— BEGIN —

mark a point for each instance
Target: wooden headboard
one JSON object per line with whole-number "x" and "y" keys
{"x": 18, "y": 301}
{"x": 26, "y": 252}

— END —

• **THE EXERCISE**
Rewrite every line of the material above, multiplying each x and y coordinate in the answers by 1.9 and rounding to the nearest whole number, with halves rounded up.

• **RESPONSE BELOW**
mark a point for each instance
Target: wooden headboard
one JSON object per line with whole-number "x" and "y" keys
{"x": 34, "y": 572}
{"x": 49, "y": 479}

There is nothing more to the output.